> _Section de texte_
* * * * *

Dans l’imagerie qui vient le plus aisément à l’esprit, la « fuite » est en fait une « fuite de terreur », avec une perte complète de ses moyens. Cette attitude là est mauvaise pour la survie. En revanche, la « fuite de peur » normale ne mérite pas de stigmate, car elle est bonne pour la survie.

■ Faut-il distinguer la peur de la terreur en jeu de rôle ?

Le jeu de rôle intègre des émotions, et certains sorts infligent des peurs violentes qui poussent à fuir. Il serait peut-être intéressant de réfléchir à distinguer les degrés :

  • terreur / fuite éperdue > peur / fuite > vigilance [préparé à la fuite] >
  • < ??? [préparé au combat] < ??? [combat] < témérité

Et le « courage » sort de l’équation, car il existe dans les deux dimensions dans les zones « adaptées à la réalité« . J’ai d’ailleurs un peu de mal à remplir mon échelle de manière satisfaisante pour distinguer l’état de préparation au combat, l’attaque et l’excès d’agressivité. Ce dernier peut être rapproché de la « rage du barbare » dans les différentes éditions de Donjons & Dragons.

Je ne sais pas ce que je peux faire de cette réflexion, partie de la question de la « perspective du mulot », mais ça me parait intéressant à garder dans un coin de tête et à creuser pour… réhabiliter la fuite !

La peur extrême, un détour

Cet article ayant trainé, j’ai eu le temps de lire en cours de route, et de croiser un article évoquant la question de la peur extrême: « Syndrome de Stockholm. Peut-on vraiment s’attacher à son bourreau ? » in Cerveau & Psycho n°168, septembre 2024, p. 56-63.

Résumé de ce que j’ai retenu de l’article susceptible de s’appliquer à la question de notre « mulot » (au sens de créature qui cherche à survivre malgré un rapport de force démesuré).

* * * * *

> _Objectif_
Dans l'extrait sur la peur et la fuite, à quoi l'excès d'agressivité est-il rapproché dans les éditions de Donjons & Dragons ? Les enregistrements forment un matériau indépendant de l'extrait.

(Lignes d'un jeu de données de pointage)
* * * * *

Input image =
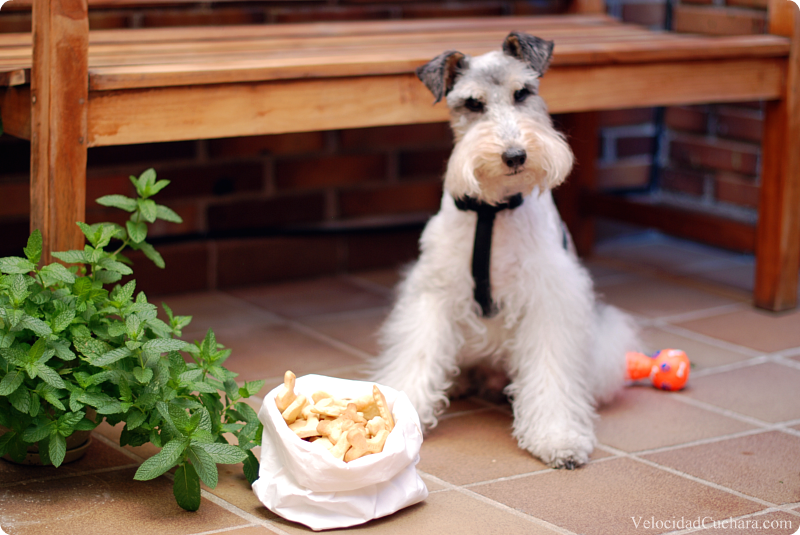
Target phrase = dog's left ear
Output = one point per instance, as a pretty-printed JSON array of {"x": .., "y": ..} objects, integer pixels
[
  {"x": 534, "y": 51},
  {"x": 439, "y": 74}
]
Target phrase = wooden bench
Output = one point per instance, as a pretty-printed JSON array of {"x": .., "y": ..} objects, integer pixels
[{"x": 68, "y": 88}]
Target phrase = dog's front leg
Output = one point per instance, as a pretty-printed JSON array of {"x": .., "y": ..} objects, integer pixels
[
  {"x": 420, "y": 342},
  {"x": 553, "y": 412}
]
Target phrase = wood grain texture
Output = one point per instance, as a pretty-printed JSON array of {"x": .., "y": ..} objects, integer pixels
[
  {"x": 778, "y": 252},
  {"x": 59, "y": 97}
]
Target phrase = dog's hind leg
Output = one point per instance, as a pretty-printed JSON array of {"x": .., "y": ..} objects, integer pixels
[{"x": 420, "y": 343}]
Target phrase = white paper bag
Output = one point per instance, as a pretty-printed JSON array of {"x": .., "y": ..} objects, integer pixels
[{"x": 307, "y": 485}]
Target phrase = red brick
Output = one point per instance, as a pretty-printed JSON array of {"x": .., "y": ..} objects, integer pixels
[
  {"x": 626, "y": 117},
  {"x": 327, "y": 171},
  {"x": 423, "y": 164},
  {"x": 391, "y": 199},
  {"x": 430, "y": 11},
  {"x": 742, "y": 123},
  {"x": 324, "y": 14},
  {"x": 683, "y": 181},
  {"x": 718, "y": 20},
  {"x": 186, "y": 270},
  {"x": 647, "y": 14},
  {"x": 634, "y": 146},
  {"x": 403, "y": 136},
  {"x": 382, "y": 249},
  {"x": 736, "y": 189},
  {"x": 687, "y": 118},
  {"x": 262, "y": 260},
  {"x": 202, "y": 17},
  {"x": 715, "y": 154},
  {"x": 204, "y": 180},
  {"x": 623, "y": 175},
  {"x": 265, "y": 213},
  {"x": 281, "y": 144},
  {"x": 16, "y": 197}
]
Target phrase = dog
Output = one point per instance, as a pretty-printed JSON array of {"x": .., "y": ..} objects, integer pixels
[{"x": 497, "y": 280}]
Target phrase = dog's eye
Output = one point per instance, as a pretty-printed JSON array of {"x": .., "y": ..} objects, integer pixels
[
  {"x": 473, "y": 104},
  {"x": 521, "y": 95}
]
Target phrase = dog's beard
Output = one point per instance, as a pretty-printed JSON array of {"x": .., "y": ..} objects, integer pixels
[{"x": 476, "y": 167}]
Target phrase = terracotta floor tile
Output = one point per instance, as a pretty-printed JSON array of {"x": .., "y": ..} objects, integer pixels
[
  {"x": 263, "y": 352},
  {"x": 654, "y": 298},
  {"x": 442, "y": 513},
  {"x": 774, "y": 522},
  {"x": 311, "y": 298},
  {"x": 604, "y": 498},
  {"x": 765, "y": 391},
  {"x": 474, "y": 447},
  {"x": 756, "y": 329},
  {"x": 358, "y": 329},
  {"x": 643, "y": 418},
  {"x": 701, "y": 354},
  {"x": 98, "y": 456},
  {"x": 216, "y": 311},
  {"x": 109, "y": 502},
  {"x": 763, "y": 465}
]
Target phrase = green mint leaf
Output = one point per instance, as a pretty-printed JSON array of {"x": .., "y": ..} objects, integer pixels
[
  {"x": 71, "y": 257},
  {"x": 186, "y": 487},
  {"x": 136, "y": 231},
  {"x": 11, "y": 382},
  {"x": 162, "y": 461},
  {"x": 56, "y": 272},
  {"x": 57, "y": 449},
  {"x": 16, "y": 265},
  {"x": 162, "y": 212},
  {"x": 222, "y": 453},
  {"x": 250, "y": 467},
  {"x": 34, "y": 249},
  {"x": 147, "y": 209},
  {"x": 204, "y": 464},
  {"x": 118, "y": 201},
  {"x": 143, "y": 375}
]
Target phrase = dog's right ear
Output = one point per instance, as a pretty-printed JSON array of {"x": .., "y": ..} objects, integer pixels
[{"x": 439, "y": 74}]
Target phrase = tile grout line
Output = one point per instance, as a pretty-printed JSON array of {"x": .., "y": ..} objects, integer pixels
[{"x": 495, "y": 504}]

* * * * *

> _Réponse_
À la « rage du barbare ».